• TEXT SHOWN
-------

FootVid F.C.

Football Video Frames Classification

The establishment of FootVid F.C. was guided by the simple idea:

Revolutionize the classification of match video frames using AI

In this repository you will find implementation of ML-based methods targeting the aforementioned task. Sample data available for the project are visualized below using the source package function: footvid.utils.images.plot_directories_representation.

Project Organisation

├── README.md          <- The top-level README for developers using this project.
│
├── data
│   ├── interim        <- Intermediate data that has been transformed.
│   ├── processed      <- The final, canonical data sets for modeling.
│   └── raw            <- The original, immutable data dump.
│
├── docs
│   └── images         <- Folder for storing images used across the package documentation.
│
├── logs               <- Tensorboard model training logs.

-------

In two sentences, summarize the FootVid F.C. text above.

• DATASET EXCERPT
-------

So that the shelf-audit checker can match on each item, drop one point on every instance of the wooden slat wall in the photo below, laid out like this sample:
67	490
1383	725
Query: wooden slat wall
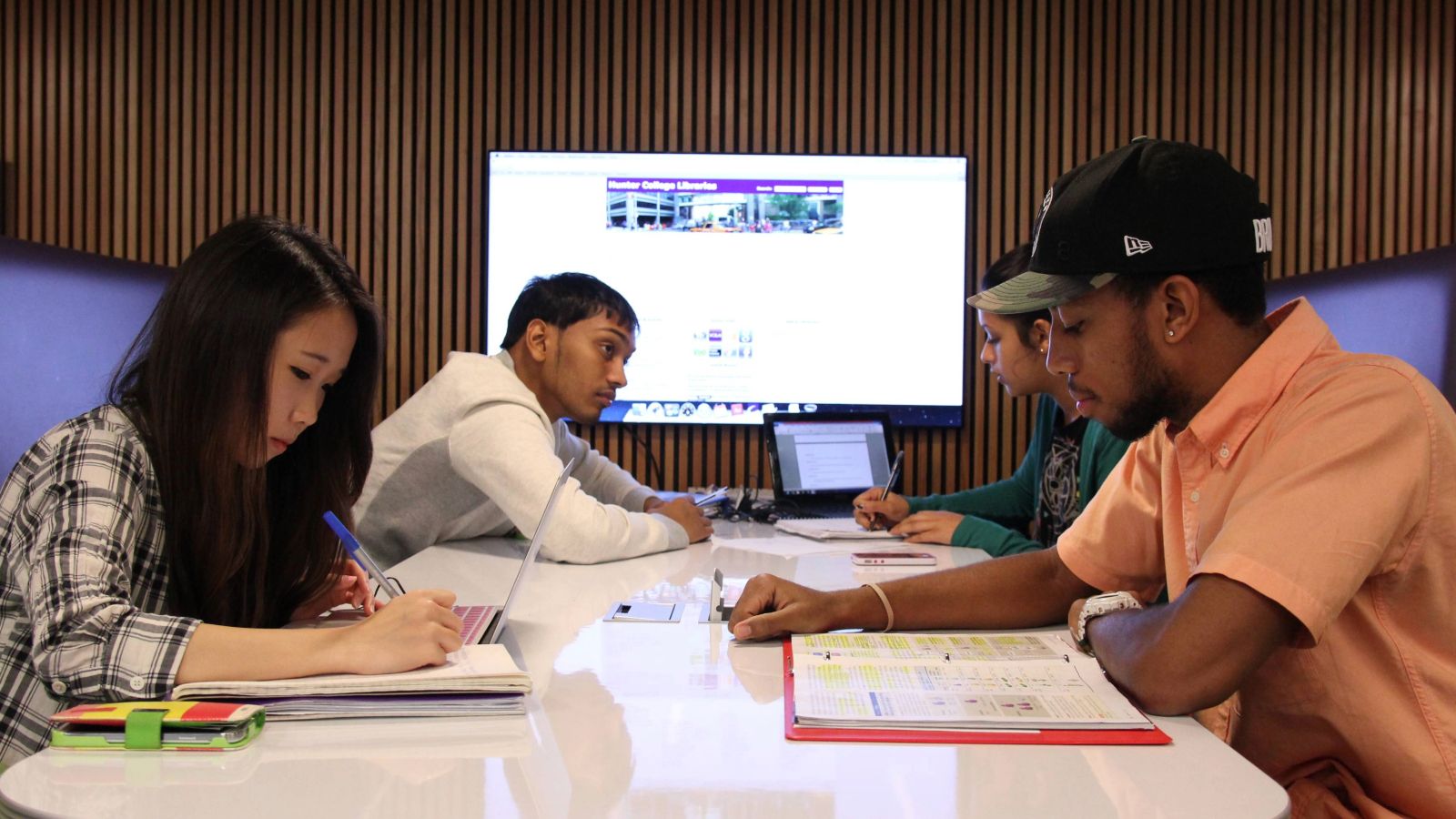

-------

• COMPLETED TASK
FootVid F.C. was founded on the idea of using AI to revolutionize the classification of match video frames, and its repository implements ML-based methods for that task, with sample data visualized through the package function footvid.utils.images.plot_directories_representation. The project is organized around a top-level README, a data folder split into interim, processed, and raw data, a docs folder with an images subfolder, and a logs folder for Tensorboard logs.